======== EXTRACT
Every slow query situation has its own quirks. Here’s my generic template for troubleshooting them.
First, I start with the holy trinity of IT Troubleshooting Questions:
- What are you trying to do?
- What data do you want?
- What is the end result you want?
- How does your result differ from what you expected?
- “I thought I could do a 7-way join on unindexed fields in tables with over 3 million records each in less than 2 seconds. I’m pretty disappointed with Postgres’s performance.”
- What changed?
- Has it always been this slow?
- Did this happen suddenly, or did it slowly degrade?
- If suddenly, what changed? (“This started right after our last deploy.”)
Next, I collect as much as I can of the following before I do any further work:
The query, preferably from the database logs or pg_stat_statements so I know what’s *actually* being run. I’ve learned that when using an ORM, the query that’s in the code sometimes bears little resemblance to the end result.
DDL (table definitions) for all tables involved field names, datatypes, indexes, index types
Information about the dataset: approximate number of records (pg_stat_user_tables.n_live_tup and pg_class.reltuples) and distribution of values (see the pg_stats view)
System specs + cluster configuration, plus any per-database or per-table settings.
Metrics to support the “slow” assertion. I’m not saying that user perception of slowness isn’t a valuable datapoint, just that I need actual measurements in addition to subjective values in order to determine if my solution works.
Database activity logs and/or values from pg_stat_statements. It’s better to have these configured before you start having problems1. I find both to be useful; pg_stat_statements is great for finding average timings etc, but it’s the activity log that shows I’m having slowness issues at certain times of the day, or for certain versions of the query (example: an IN clause with 980 values), or what have you.
================
======== DATA ROWS
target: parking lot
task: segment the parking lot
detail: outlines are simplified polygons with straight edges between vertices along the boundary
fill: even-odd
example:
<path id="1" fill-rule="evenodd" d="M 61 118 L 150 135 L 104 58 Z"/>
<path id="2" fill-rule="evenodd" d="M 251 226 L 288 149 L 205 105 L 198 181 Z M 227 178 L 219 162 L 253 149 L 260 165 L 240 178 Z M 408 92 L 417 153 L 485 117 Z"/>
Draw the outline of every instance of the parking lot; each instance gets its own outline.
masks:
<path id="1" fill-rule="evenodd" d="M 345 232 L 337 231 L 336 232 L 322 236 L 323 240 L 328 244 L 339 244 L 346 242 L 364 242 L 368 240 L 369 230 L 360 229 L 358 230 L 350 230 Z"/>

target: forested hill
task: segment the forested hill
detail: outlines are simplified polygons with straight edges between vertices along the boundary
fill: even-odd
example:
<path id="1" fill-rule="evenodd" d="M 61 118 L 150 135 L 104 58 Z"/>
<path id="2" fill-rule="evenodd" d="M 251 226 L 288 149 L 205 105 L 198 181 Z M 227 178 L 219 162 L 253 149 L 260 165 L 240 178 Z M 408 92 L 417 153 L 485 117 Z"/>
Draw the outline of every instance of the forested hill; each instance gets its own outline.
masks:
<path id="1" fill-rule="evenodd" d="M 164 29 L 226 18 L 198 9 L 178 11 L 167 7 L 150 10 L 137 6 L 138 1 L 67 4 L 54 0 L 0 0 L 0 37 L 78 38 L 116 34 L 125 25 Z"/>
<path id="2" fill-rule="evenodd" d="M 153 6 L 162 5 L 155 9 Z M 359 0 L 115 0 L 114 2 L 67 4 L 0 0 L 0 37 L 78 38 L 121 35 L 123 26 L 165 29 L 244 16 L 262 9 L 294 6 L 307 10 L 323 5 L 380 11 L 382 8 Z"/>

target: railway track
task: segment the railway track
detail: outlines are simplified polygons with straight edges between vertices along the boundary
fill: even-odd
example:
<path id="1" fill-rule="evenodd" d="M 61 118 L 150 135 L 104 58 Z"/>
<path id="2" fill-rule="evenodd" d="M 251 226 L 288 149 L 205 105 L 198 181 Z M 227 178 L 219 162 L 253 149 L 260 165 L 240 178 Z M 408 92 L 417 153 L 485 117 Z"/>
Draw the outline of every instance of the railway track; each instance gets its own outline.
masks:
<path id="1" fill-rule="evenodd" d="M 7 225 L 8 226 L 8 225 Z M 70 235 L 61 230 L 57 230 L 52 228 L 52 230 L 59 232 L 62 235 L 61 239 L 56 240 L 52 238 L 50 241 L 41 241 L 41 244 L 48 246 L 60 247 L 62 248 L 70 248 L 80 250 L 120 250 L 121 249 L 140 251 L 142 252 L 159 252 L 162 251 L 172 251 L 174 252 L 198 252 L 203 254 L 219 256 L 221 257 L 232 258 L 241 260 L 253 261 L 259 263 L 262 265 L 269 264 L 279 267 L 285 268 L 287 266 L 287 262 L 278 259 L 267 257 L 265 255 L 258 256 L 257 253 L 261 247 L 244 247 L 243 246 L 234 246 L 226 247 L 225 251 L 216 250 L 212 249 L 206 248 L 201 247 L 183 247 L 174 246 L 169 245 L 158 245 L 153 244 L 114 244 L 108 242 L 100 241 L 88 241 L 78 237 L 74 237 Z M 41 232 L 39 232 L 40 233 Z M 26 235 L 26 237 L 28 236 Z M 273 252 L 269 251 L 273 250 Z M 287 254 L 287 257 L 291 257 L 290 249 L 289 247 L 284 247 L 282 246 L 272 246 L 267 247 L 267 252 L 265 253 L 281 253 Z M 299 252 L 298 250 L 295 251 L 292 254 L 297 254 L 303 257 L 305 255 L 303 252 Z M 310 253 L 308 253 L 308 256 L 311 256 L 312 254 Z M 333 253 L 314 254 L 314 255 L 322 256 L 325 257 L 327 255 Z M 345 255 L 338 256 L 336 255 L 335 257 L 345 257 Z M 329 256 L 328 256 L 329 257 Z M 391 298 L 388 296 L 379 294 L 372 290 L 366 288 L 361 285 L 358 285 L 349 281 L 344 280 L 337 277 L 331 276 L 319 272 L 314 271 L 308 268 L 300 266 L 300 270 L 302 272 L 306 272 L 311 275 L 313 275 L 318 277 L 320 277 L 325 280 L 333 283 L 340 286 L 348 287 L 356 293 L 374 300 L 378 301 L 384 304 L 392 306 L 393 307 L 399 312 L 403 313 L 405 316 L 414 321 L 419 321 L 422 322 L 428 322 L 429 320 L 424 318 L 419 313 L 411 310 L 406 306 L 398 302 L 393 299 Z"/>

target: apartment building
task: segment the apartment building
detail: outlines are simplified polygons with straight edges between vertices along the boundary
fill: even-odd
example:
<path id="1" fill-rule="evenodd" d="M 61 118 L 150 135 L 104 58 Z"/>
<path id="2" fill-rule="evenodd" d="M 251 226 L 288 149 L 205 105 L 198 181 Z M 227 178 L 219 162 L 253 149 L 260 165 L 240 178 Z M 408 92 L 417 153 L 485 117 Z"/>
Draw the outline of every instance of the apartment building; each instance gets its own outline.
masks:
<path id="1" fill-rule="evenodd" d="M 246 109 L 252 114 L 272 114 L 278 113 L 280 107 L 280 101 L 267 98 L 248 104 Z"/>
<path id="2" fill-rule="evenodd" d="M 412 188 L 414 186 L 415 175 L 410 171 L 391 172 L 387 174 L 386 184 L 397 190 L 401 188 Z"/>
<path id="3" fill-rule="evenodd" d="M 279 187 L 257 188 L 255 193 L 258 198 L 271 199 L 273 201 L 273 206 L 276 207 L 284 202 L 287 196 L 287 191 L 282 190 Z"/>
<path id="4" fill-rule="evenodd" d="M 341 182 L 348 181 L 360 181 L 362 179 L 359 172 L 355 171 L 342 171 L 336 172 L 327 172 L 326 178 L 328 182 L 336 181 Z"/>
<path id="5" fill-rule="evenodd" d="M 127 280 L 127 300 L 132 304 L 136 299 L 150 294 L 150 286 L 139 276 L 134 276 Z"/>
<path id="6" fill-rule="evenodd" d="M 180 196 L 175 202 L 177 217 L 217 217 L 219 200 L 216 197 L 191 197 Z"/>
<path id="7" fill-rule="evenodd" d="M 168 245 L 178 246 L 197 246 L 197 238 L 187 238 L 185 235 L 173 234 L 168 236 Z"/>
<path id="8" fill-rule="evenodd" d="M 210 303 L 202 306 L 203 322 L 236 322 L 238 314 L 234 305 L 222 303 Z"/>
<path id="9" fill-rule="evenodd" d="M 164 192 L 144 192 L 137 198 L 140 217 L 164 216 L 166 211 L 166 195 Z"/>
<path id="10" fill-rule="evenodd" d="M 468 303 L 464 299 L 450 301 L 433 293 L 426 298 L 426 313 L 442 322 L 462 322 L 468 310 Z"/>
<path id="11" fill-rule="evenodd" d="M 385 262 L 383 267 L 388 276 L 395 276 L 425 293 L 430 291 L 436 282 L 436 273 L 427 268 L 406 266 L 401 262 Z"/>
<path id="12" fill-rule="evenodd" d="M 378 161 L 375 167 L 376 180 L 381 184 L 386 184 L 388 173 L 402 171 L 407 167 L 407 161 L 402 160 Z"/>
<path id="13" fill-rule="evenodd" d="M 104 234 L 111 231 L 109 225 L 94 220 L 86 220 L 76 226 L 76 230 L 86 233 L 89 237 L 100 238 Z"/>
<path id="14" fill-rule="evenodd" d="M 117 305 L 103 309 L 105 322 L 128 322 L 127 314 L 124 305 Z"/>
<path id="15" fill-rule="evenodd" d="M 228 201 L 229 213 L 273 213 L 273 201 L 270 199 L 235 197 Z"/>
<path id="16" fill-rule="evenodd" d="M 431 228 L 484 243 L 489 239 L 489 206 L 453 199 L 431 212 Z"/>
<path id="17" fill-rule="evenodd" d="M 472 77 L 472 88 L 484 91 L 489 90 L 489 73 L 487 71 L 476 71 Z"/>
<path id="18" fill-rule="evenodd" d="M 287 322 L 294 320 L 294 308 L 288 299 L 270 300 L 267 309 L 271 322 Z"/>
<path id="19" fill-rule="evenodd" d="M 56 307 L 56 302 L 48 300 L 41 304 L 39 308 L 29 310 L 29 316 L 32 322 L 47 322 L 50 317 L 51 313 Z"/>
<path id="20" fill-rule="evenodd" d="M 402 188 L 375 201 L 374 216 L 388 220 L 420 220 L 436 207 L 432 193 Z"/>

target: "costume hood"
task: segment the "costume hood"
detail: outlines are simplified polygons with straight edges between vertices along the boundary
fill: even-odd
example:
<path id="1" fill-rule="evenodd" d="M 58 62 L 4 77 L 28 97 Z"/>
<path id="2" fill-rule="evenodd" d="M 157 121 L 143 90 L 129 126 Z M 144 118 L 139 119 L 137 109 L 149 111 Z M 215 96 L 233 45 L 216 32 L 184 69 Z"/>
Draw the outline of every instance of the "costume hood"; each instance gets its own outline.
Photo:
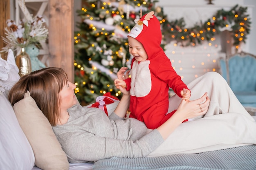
================
WHAT IS EXPECTED
Please sum up the slow-query guide above the rows in two sentences.

RESPONSE
The template for troubleshooting slow queries starts by asking what is being attempted, how the result differs from what was expected, and what changed. Before any further work, it gathers the query actually being run, the table definitions, information about the dataset, system specs and configuration, measurements supporting the claim of slowness, and database activity logs or pg_stat_statements values.